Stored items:

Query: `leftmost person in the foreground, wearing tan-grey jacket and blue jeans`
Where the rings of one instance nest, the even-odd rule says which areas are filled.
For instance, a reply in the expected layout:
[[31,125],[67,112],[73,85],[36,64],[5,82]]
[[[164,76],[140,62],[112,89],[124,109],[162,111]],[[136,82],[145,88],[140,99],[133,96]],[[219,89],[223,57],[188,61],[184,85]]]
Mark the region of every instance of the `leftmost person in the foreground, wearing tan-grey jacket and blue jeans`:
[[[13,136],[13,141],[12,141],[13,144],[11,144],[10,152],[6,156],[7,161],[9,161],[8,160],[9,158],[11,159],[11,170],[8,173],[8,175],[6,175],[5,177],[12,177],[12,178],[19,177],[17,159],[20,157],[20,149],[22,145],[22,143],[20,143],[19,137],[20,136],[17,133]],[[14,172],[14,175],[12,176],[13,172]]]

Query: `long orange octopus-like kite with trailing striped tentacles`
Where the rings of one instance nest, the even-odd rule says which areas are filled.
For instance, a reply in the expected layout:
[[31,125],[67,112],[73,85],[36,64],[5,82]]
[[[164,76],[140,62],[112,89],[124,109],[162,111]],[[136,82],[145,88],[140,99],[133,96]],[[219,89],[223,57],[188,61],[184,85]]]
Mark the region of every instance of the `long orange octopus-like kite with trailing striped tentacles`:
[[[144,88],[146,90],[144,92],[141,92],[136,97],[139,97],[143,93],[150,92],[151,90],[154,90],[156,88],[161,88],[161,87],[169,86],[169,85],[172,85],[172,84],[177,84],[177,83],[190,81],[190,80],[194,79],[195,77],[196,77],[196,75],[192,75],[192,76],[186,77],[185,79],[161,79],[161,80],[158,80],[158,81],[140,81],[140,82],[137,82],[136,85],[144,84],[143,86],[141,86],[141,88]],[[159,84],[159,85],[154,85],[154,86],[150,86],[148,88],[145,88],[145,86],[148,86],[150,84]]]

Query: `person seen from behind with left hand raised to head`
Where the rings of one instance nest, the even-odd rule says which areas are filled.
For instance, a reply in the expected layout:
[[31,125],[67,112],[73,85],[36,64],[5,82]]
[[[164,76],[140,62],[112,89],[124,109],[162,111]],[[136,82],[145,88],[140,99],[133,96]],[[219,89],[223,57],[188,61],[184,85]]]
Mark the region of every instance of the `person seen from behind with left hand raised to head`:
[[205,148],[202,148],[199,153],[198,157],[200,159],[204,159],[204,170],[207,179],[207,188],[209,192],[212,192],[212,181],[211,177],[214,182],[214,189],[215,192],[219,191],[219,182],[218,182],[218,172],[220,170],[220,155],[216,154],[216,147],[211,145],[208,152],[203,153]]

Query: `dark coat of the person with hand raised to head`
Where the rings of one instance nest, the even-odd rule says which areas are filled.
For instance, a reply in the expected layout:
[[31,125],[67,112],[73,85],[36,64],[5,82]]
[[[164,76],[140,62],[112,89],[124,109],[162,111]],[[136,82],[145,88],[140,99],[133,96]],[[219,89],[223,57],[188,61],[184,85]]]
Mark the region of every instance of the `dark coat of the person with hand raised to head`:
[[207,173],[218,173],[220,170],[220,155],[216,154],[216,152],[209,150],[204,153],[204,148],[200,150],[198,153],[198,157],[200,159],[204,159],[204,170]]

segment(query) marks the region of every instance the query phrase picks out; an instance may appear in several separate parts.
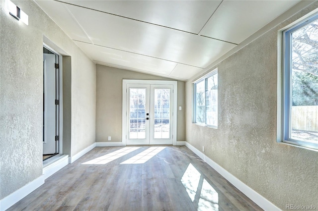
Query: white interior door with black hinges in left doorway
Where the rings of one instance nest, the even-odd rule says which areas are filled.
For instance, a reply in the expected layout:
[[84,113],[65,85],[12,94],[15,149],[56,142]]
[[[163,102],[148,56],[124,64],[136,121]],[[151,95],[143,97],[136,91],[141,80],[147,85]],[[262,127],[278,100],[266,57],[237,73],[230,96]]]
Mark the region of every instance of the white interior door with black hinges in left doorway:
[[56,153],[56,69],[55,54],[43,53],[44,139],[43,155]]

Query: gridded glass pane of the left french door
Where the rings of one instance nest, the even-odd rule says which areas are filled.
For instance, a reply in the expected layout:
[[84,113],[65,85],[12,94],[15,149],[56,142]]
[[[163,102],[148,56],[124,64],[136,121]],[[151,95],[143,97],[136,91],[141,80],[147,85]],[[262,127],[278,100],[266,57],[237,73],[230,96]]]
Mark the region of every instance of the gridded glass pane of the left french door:
[[130,88],[130,124],[129,138],[130,139],[145,139],[146,138],[146,89],[145,88]]

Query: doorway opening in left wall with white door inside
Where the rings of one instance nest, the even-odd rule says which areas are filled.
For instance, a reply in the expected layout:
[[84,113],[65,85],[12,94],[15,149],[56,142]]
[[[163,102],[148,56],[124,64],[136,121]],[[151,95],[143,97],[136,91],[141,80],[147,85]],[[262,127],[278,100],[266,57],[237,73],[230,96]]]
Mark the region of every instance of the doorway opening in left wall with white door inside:
[[62,152],[60,139],[60,59],[43,46],[43,163]]

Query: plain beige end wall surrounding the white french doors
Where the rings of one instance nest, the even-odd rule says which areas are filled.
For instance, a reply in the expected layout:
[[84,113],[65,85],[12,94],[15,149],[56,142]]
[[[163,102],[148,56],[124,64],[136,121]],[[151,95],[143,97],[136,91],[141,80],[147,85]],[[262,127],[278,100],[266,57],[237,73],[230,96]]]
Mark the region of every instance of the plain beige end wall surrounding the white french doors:
[[[96,142],[122,141],[122,81],[123,79],[171,80],[129,70],[96,65]],[[184,108],[184,85],[178,81],[178,106]],[[177,113],[177,141],[185,140],[185,110]]]

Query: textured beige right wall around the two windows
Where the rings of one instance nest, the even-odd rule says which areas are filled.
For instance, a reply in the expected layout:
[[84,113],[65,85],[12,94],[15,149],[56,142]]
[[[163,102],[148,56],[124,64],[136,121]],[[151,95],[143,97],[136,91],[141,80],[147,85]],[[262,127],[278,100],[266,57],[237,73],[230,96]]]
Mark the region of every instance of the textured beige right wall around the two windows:
[[280,209],[318,207],[318,153],[278,144],[277,33],[298,13],[217,64],[218,129],[191,122],[192,82],[186,83],[186,141]]

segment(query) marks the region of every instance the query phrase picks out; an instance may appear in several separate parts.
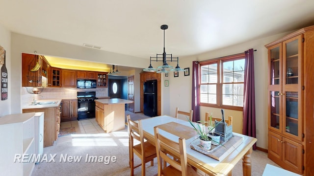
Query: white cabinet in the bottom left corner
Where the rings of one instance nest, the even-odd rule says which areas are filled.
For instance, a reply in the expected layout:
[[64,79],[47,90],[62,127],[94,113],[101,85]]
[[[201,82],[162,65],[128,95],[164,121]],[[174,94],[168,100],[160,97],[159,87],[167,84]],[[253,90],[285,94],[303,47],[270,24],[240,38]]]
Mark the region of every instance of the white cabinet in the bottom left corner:
[[0,175],[31,175],[35,163],[23,160],[23,155],[31,156],[35,152],[34,115],[31,112],[0,117]]

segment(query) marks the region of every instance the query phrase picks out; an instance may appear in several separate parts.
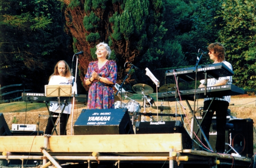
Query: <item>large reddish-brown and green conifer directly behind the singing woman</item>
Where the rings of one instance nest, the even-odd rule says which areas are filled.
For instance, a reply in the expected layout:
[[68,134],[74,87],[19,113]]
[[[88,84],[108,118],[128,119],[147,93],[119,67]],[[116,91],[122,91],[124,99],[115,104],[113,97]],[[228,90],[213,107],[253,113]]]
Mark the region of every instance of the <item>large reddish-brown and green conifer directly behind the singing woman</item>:
[[[118,83],[126,61],[133,63],[150,46],[161,23],[161,0],[63,0],[67,5],[67,26],[74,39],[74,50],[85,51],[79,58],[80,78],[95,59],[95,46],[106,42],[117,61]],[[127,79],[129,82],[129,78]],[[87,88],[88,89],[88,88]]]

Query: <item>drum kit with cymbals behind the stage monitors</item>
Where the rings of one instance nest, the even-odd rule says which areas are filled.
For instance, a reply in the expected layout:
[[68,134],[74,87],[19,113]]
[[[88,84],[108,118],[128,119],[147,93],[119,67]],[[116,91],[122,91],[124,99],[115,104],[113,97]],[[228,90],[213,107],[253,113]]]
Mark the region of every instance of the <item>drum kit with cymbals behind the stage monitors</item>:
[[[119,90],[120,85],[118,85],[117,83],[114,85],[114,87],[116,88],[116,90]],[[174,84],[167,84],[164,86],[161,86],[159,88],[159,92],[167,92],[167,91],[173,91],[174,88]],[[151,115],[147,115],[146,112],[146,107],[152,107],[153,109],[159,109],[162,113],[163,110],[168,110],[170,109],[170,107],[168,106],[153,106],[154,103],[154,98],[151,97],[149,94],[152,94],[154,92],[153,88],[151,86],[148,86],[146,84],[135,84],[134,86],[132,86],[132,90],[134,92],[136,92],[137,94],[143,94],[142,99],[143,99],[143,105],[142,107],[144,107],[144,111],[142,113],[140,113],[142,107],[140,105],[139,102],[131,99],[131,97],[133,97],[134,95],[126,90],[124,90],[122,88],[122,90],[120,90],[118,92],[118,96],[116,96],[114,94],[114,108],[115,109],[123,109],[123,108],[127,108],[128,109],[128,113],[130,115],[130,119],[132,121],[132,124],[134,124],[134,121],[141,121],[141,122],[147,122],[147,121],[154,121],[154,117]],[[175,90],[175,89],[174,89]],[[122,96],[128,99],[130,99],[130,101],[128,102],[122,102]]]

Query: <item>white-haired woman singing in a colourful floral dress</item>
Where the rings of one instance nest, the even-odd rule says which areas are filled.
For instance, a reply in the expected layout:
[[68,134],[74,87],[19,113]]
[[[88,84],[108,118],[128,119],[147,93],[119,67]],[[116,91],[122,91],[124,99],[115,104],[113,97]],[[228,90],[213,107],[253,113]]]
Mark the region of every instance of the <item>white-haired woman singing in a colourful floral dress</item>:
[[97,46],[98,60],[89,63],[84,81],[91,85],[88,93],[87,109],[114,109],[114,86],[117,78],[117,65],[115,61],[108,60],[111,54],[106,43]]

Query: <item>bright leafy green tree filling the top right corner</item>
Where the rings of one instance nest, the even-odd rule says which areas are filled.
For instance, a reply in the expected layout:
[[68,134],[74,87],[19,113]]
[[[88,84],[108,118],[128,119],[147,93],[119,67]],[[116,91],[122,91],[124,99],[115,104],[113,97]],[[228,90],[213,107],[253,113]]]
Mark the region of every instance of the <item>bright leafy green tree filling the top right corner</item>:
[[220,10],[219,40],[232,63],[233,83],[248,90],[256,89],[256,11],[255,0],[224,0]]

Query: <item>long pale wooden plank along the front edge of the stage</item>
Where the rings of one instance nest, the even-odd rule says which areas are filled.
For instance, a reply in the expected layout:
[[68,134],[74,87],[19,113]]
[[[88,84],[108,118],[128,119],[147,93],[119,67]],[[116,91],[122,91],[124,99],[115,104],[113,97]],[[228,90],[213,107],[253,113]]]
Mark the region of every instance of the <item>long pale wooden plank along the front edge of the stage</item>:
[[[0,137],[0,152],[39,152],[43,136]],[[51,136],[50,152],[169,152],[182,150],[181,133]]]

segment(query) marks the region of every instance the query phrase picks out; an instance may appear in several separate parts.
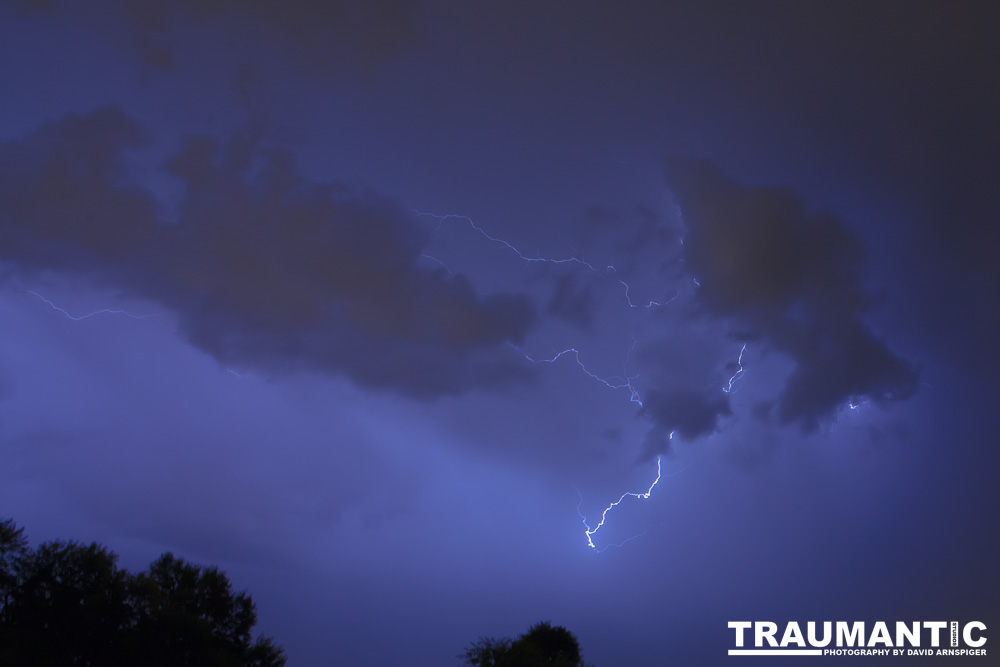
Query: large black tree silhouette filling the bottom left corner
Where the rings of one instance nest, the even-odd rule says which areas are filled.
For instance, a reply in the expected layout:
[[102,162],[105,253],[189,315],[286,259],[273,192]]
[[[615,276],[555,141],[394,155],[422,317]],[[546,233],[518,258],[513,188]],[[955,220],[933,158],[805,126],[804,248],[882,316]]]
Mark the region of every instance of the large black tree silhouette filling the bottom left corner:
[[0,521],[0,664],[280,667],[253,600],[218,568],[166,553],[139,574],[97,543],[28,546]]

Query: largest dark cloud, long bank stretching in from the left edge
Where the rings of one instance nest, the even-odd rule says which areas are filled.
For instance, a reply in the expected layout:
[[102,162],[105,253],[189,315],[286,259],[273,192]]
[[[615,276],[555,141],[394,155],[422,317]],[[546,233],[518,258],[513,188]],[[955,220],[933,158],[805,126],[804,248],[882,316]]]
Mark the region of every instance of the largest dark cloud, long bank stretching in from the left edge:
[[116,108],[69,115],[0,145],[0,261],[58,270],[174,310],[221,363],[321,370],[411,396],[523,374],[505,351],[536,320],[523,295],[479,298],[417,267],[424,231],[395,201],[305,182],[292,156],[244,132],[192,138],[166,170],[170,221],[129,180],[142,128]]

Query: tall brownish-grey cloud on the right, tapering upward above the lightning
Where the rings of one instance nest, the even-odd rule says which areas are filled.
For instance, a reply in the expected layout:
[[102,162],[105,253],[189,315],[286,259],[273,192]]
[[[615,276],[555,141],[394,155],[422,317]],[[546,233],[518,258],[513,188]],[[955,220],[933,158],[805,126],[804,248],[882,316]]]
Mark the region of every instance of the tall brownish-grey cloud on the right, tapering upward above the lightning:
[[795,363],[776,405],[782,422],[808,431],[848,400],[914,393],[918,371],[865,321],[865,253],[850,230],[788,191],[740,186],[707,162],[671,158],[666,166],[698,303]]

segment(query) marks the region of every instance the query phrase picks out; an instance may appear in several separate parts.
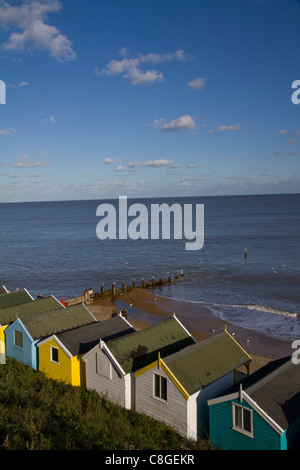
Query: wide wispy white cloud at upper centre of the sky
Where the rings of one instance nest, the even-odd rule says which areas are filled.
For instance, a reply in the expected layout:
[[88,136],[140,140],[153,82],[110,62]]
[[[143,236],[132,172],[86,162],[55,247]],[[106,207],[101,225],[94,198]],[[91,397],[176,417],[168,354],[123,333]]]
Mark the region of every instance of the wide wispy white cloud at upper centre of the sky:
[[[128,55],[127,48],[122,48],[120,54],[123,59],[111,60],[105,69],[102,70],[102,73],[108,76],[122,74],[122,78],[127,79],[134,86],[149,85],[154,82],[162,82],[164,80],[162,72],[157,70],[142,70],[141,66],[143,64],[158,64],[170,62],[172,60],[185,61],[188,59],[183,50],[178,50],[169,54],[157,54],[155,52],[151,52],[149,54],[139,54],[134,58],[128,58],[126,57],[126,55]],[[94,73],[96,75],[101,74],[98,67],[94,69]]]

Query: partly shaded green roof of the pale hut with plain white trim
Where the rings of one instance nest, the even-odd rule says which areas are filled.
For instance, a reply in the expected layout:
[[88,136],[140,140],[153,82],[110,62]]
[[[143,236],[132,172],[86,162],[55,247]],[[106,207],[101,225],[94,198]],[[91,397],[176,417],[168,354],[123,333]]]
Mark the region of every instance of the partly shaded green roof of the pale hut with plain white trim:
[[161,358],[179,351],[195,341],[175,318],[157,323],[105,344],[125,373],[134,372]]

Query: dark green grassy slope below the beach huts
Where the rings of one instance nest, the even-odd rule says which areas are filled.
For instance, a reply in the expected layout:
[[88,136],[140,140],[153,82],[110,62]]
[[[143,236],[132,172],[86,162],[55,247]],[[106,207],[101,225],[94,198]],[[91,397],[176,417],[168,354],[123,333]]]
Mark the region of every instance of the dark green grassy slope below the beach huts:
[[0,450],[201,450],[170,427],[96,392],[48,379],[13,359],[0,365]]

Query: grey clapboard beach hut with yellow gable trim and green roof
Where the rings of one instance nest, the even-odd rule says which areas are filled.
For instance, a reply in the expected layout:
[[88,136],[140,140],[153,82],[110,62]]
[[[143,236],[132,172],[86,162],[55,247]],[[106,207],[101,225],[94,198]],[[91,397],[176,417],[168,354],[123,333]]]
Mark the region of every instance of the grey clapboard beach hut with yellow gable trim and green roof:
[[[236,380],[251,357],[225,330],[135,372],[135,410],[164,421],[184,437],[207,437],[207,399]],[[243,367],[244,368],[244,367]]]

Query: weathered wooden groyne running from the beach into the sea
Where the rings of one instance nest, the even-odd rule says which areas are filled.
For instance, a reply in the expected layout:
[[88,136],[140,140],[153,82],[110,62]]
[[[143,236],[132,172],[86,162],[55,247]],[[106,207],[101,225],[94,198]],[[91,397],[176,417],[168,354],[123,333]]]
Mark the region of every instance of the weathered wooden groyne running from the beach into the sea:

Action item: Find all lines in the records that hold the word "weathered". Copy them.

Task output:
Query: weathered wooden groyne running from the beach into the sea
Mark the region of every instance of the weathered wooden groyne running from the beach into the sea:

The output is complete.